▶ **Problem details**: Find the line with "cluster in this photo." in the data below. Repeat it and every line after it up to the end, exactly, but drop the pictures.

** Opening Provided data block **

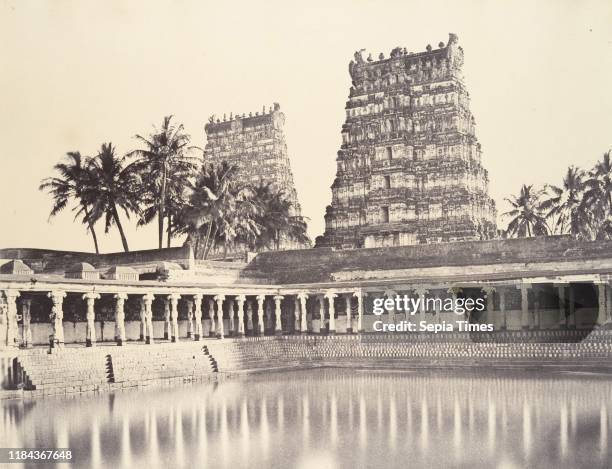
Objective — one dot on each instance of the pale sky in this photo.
(74, 74)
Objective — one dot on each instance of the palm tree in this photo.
(563, 204)
(211, 215)
(276, 218)
(114, 189)
(163, 158)
(597, 200)
(526, 216)
(71, 184)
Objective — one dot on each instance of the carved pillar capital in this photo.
(57, 296)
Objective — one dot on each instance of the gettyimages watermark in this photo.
(462, 307)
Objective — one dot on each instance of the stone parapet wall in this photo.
(51, 261)
(319, 265)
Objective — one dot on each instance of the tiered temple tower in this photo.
(409, 169)
(256, 145)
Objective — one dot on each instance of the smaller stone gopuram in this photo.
(256, 145)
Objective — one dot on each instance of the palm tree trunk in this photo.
(169, 232)
(208, 231)
(120, 228)
(211, 242)
(162, 208)
(91, 229)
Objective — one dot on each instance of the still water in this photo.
(331, 419)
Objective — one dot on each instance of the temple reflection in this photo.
(510, 420)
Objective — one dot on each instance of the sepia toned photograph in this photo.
(317, 235)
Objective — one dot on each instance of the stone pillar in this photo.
(278, 327)
(524, 287)
(260, 322)
(148, 302)
(143, 319)
(167, 321)
(491, 317)
(322, 327)
(120, 317)
(502, 308)
(220, 327)
(349, 314)
(304, 321)
(12, 326)
(90, 333)
(57, 317)
(454, 291)
(601, 297)
(250, 318)
(189, 305)
(3, 322)
(240, 299)
(231, 317)
(561, 318)
(26, 304)
(211, 314)
(438, 303)
(268, 314)
(389, 295)
(571, 318)
(296, 314)
(199, 332)
(537, 309)
(421, 292)
(332, 312)
(609, 304)
(174, 297)
(359, 294)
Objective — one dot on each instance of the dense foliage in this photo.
(581, 206)
(166, 180)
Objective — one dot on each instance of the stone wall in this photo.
(50, 261)
(318, 265)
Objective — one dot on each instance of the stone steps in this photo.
(78, 368)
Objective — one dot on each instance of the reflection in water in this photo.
(331, 418)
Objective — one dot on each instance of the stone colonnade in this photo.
(249, 311)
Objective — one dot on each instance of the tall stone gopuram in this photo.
(256, 145)
(409, 169)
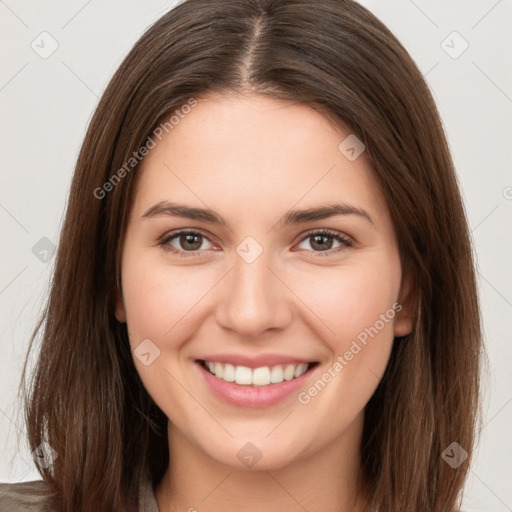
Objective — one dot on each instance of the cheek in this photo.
(158, 300)
(352, 300)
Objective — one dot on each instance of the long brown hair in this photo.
(85, 397)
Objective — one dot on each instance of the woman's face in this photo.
(226, 270)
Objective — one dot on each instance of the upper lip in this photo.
(256, 361)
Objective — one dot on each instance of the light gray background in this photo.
(46, 105)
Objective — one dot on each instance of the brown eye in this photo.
(323, 242)
(185, 243)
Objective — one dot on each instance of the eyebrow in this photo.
(292, 217)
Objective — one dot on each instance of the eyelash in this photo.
(342, 239)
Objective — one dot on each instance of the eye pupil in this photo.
(189, 239)
(321, 246)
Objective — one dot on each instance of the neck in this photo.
(328, 481)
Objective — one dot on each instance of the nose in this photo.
(254, 298)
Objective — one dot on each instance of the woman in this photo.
(316, 346)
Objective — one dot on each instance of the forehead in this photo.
(253, 154)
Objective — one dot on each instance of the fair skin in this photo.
(252, 159)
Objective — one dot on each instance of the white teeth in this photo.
(243, 375)
(219, 369)
(289, 372)
(229, 373)
(262, 376)
(276, 375)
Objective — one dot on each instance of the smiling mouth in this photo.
(262, 376)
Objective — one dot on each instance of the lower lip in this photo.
(252, 396)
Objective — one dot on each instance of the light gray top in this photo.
(31, 497)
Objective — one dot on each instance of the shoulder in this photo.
(25, 497)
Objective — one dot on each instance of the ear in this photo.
(408, 301)
(119, 309)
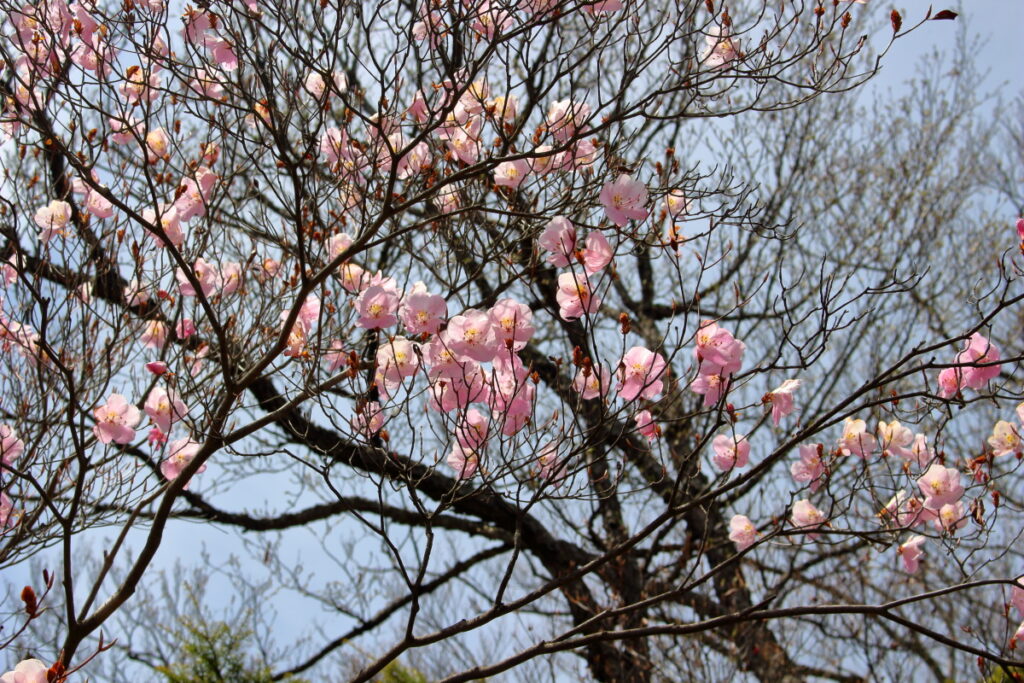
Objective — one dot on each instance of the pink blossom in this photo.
(646, 425)
(574, 296)
(52, 219)
(640, 374)
(742, 531)
(596, 383)
(809, 469)
(155, 335)
(27, 671)
(940, 485)
(730, 452)
(512, 323)
(1006, 439)
(781, 399)
(511, 173)
(805, 515)
(597, 254)
(558, 240)
(910, 553)
(624, 200)
(180, 453)
(465, 462)
(377, 306)
(116, 420)
(11, 446)
(164, 408)
(856, 439)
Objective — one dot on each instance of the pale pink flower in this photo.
(164, 408)
(116, 420)
(27, 671)
(730, 452)
(940, 485)
(646, 425)
(52, 219)
(910, 553)
(742, 531)
(1006, 439)
(512, 323)
(781, 399)
(11, 446)
(558, 240)
(624, 200)
(805, 515)
(180, 453)
(465, 462)
(597, 254)
(594, 384)
(809, 469)
(640, 374)
(856, 439)
(574, 296)
(155, 335)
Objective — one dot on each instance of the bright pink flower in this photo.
(116, 420)
(781, 399)
(180, 453)
(730, 452)
(11, 446)
(27, 671)
(856, 439)
(720, 49)
(597, 254)
(512, 323)
(164, 408)
(1006, 439)
(809, 469)
(742, 531)
(806, 515)
(646, 425)
(155, 335)
(640, 374)
(377, 306)
(940, 485)
(910, 553)
(593, 385)
(52, 219)
(566, 119)
(624, 200)
(465, 462)
(207, 274)
(511, 173)
(574, 296)
(558, 240)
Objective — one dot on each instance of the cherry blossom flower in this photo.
(11, 446)
(646, 425)
(558, 240)
(781, 399)
(27, 671)
(730, 452)
(180, 453)
(805, 515)
(574, 296)
(910, 552)
(809, 469)
(1006, 439)
(742, 531)
(624, 200)
(116, 420)
(640, 374)
(164, 408)
(940, 485)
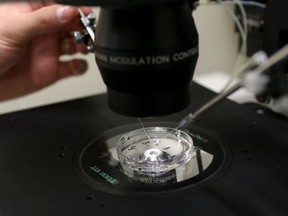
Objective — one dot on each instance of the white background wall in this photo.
(218, 51)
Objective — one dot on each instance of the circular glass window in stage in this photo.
(129, 161)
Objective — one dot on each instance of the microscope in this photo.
(90, 155)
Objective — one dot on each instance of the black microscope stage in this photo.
(51, 162)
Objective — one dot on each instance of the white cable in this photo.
(243, 33)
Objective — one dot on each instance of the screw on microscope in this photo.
(77, 37)
(91, 19)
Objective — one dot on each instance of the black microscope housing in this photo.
(146, 54)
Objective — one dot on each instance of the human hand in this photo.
(31, 42)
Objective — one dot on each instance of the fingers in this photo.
(50, 19)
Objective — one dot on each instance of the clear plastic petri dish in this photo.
(154, 151)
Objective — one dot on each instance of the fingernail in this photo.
(65, 13)
(81, 67)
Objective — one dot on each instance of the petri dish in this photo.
(154, 152)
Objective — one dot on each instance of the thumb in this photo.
(48, 19)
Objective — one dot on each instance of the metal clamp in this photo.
(88, 36)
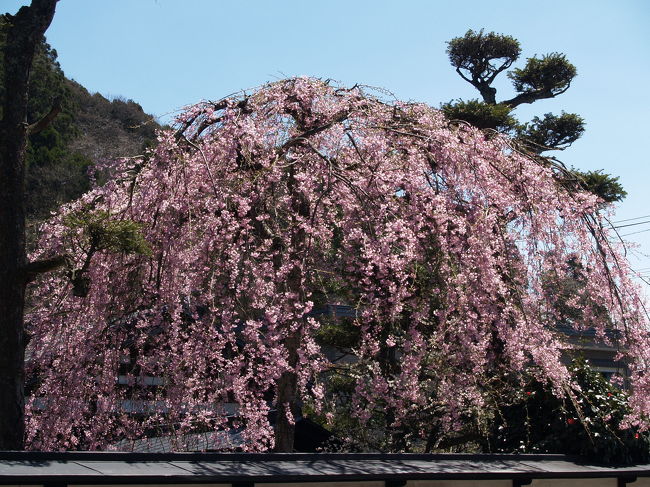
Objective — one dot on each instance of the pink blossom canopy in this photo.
(259, 210)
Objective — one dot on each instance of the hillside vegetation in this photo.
(89, 129)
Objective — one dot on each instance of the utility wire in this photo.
(634, 233)
(630, 219)
(632, 224)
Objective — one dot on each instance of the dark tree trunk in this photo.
(25, 32)
(286, 399)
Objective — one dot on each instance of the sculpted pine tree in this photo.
(479, 58)
(24, 32)
(196, 272)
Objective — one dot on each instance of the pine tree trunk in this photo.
(26, 31)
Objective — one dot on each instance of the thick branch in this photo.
(533, 96)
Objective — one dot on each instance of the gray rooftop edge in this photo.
(161, 468)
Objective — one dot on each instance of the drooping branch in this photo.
(37, 267)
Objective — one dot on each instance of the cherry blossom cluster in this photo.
(452, 247)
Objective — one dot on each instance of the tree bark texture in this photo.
(25, 32)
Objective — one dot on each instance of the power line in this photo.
(634, 233)
(632, 224)
(630, 219)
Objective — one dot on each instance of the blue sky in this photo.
(168, 53)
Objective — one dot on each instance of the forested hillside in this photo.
(88, 129)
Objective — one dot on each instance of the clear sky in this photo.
(168, 53)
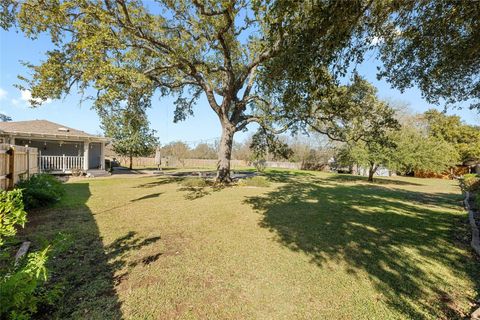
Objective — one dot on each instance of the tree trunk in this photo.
(371, 172)
(225, 154)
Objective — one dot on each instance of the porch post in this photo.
(102, 156)
(86, 148)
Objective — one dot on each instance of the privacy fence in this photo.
(16, 163)
(147, 162)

** Closing Provided data block **

▶ **Your response**:
Objective — one dot on each instance of the cherry blossom cluster in this photo.
(452, 247)
Objective — one dot on each instance of the tree bark texture in this photo.
(25, 32)
Objective — one dot on each instance of the power line in this photo.
(634, 233)
(632, 224)
(630, 219)
Objective — one dot on each instance of the blue sky in this photo.
(168, 53)
Objective — one dot on each instance of the forested hillside in this photo.
(88, 129)
Objective — one dot on each instance of the clear sky in this photo.
(168, 53)
Objective — one dot on each instance of the tree trunk in this photo.
(371, 172)
(225, 154)
Objective — one dot on each instance of the porch post in this photo.
(102, 156)
(86, 148)
Objective — one dot on each instance of the privacy fence in this photo.
(16, 163)
(147, 162)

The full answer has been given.